### THE TASK
Beginning with the opening line of the entries, return every line through the one containing "Q: Locate the double", both included, and nothing else. Omit pictures.

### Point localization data
----------------

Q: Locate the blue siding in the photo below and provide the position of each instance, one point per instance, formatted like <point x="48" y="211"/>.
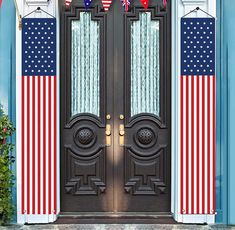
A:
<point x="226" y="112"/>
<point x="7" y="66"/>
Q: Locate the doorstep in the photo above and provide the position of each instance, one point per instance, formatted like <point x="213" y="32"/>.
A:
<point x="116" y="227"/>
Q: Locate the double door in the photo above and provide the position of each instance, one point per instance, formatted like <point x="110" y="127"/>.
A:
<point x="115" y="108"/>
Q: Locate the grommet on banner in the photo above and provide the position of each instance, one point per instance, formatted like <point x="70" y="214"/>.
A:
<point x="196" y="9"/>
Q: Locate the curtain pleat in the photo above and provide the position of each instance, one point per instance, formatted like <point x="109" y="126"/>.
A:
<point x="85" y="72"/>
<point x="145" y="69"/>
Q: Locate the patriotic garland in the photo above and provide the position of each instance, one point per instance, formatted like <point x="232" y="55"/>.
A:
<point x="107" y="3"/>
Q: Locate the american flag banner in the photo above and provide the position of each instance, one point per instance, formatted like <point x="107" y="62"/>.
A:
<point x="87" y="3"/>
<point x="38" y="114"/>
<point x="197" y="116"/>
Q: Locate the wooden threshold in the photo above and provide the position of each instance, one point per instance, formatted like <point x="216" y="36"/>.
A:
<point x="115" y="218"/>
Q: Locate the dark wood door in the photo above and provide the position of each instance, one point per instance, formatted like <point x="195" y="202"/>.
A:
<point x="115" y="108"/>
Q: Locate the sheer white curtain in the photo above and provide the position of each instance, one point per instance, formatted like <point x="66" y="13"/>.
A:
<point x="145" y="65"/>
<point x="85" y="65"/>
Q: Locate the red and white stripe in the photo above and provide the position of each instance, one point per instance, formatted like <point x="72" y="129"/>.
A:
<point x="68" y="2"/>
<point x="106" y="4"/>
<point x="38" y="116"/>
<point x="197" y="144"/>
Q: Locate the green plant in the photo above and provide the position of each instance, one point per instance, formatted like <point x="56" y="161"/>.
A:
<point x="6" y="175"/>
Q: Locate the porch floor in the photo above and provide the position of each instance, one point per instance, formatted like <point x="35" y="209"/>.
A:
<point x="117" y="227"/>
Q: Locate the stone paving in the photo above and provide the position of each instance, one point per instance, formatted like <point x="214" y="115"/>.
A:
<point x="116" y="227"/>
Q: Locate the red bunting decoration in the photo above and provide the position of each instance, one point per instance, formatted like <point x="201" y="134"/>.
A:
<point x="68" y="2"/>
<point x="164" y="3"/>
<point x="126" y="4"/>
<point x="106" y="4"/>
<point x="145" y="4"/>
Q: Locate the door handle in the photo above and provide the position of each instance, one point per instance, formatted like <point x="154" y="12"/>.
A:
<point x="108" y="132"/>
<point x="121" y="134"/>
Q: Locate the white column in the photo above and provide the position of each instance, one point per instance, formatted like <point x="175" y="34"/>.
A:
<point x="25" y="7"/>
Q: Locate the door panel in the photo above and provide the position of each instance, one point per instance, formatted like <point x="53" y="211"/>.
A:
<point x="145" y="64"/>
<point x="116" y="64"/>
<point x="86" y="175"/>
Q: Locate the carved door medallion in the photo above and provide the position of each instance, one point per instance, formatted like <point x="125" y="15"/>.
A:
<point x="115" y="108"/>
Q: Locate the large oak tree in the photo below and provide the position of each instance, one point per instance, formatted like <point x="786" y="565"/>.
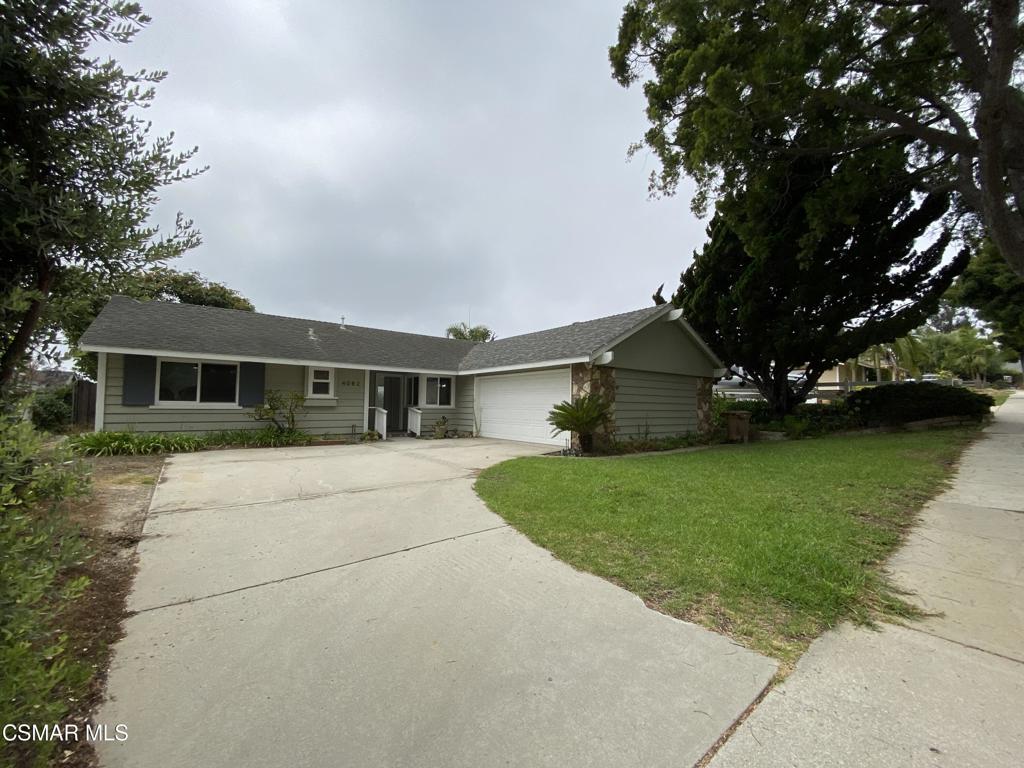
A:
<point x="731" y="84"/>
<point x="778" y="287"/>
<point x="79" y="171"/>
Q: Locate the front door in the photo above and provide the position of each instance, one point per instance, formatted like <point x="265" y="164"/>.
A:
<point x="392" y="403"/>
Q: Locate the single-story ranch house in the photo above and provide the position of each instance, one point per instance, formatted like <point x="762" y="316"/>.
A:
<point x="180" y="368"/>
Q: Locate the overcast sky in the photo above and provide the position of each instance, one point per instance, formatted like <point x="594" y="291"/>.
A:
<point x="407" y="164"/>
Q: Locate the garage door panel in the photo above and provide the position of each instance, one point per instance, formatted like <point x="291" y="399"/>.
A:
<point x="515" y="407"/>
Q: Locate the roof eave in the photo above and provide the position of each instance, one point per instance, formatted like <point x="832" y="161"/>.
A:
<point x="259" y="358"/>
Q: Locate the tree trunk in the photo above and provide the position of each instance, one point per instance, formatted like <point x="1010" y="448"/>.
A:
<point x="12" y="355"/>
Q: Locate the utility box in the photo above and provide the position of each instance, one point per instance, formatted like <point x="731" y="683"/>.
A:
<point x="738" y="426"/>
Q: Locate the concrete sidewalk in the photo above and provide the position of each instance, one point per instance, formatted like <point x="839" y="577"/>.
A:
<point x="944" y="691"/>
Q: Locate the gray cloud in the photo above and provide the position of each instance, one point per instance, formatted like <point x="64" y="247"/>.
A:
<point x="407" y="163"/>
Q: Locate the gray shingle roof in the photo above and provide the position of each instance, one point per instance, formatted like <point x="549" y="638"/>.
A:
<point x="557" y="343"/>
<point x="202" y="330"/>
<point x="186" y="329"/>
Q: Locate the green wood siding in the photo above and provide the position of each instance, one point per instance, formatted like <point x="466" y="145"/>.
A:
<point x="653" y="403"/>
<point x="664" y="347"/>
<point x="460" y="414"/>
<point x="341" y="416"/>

----------------

### SOLUTION
Q: Locate the blue siding in the photo below and provide the position of each instance, one point per instance, formatted like <point x="48" y="211"/>.
A:
<point x="226" y="112"/>
<point x="7" y="66"/>
Q: Locate the doorstep in the photo above and provide the position of each instance, one point per instance, formatted like <point x="213" y="32"/>.
A:
<point x="116" y="227"/>
Q: Locate the double door in the photo above and provide the position of each instance, one point per instance, formatted like <point x="110" y="127"/>.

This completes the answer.